Pick out every line in the material below that contains the word "mask" and copy each one.

== Given data ==
BEGIN
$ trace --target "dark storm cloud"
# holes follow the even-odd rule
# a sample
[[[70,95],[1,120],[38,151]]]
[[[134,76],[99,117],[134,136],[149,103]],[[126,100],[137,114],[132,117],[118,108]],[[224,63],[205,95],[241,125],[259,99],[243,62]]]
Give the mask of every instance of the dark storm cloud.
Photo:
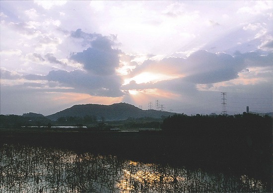
[[[46,55],[45,55],[45,57],[50,63],[54,63],[66,65],[66,63],[64,63],[62,61],[57,60],[57,58],[56,57],[54,57],[52,53],[48,53]]]
[[[122,80],[115,75],[102,77],[79,70],[58,70],[50,71],[47,77],[48,81],[58,82],[62,87],[74,88],[76,92],[93,96],[116,97],[123,95],[120,89]]]
[[[105,37],[99,36],[90,44],[91,47],[74,53],[70,58],[83,64],[85,70],[95,75],[114,75],[119,65],[120,51],[112,48],[112,41]]]
[[[236,56],[232,56],[223,52],[215,54],[200,50],[187,58],[169,57],[159,61],[147,60],[134,69],[130,74],[131,77],[148,70],[155,73],[159,70],[167,73],[168,68],[173,70],[168,74],[180,74],[184,77],[139,84],[131,81],[129,84],[123,86],[122,89],[128,90],[157,88],[176,93],[192,93],[196,91],[197,84],[212,84],[236,79],[239,77],[238,73],[246,71],[248,67],[270,67],[273,61],[273,53],[261,55],[257,52],[251,52],[243,54],[238,52]]]

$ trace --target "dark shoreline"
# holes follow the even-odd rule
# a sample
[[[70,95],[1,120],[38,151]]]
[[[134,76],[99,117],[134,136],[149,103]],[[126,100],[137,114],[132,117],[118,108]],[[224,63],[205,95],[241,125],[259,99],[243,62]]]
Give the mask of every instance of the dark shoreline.
[[[116,132],[1,130],[0,144],[72,150],[79,153],[117,155],[143,162],[202,168],[210,172],[247,175],[272,190],[271,147],[249,145],[246,139],[164,131]],[[236,144],[236,145],[235,145]],[[264,151],[261,152],[262,148]]]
END
== Response to the exercise ==
Give the mask of every instance of the dark storm cloud.
Give the mask of every instance of the dark shoreline.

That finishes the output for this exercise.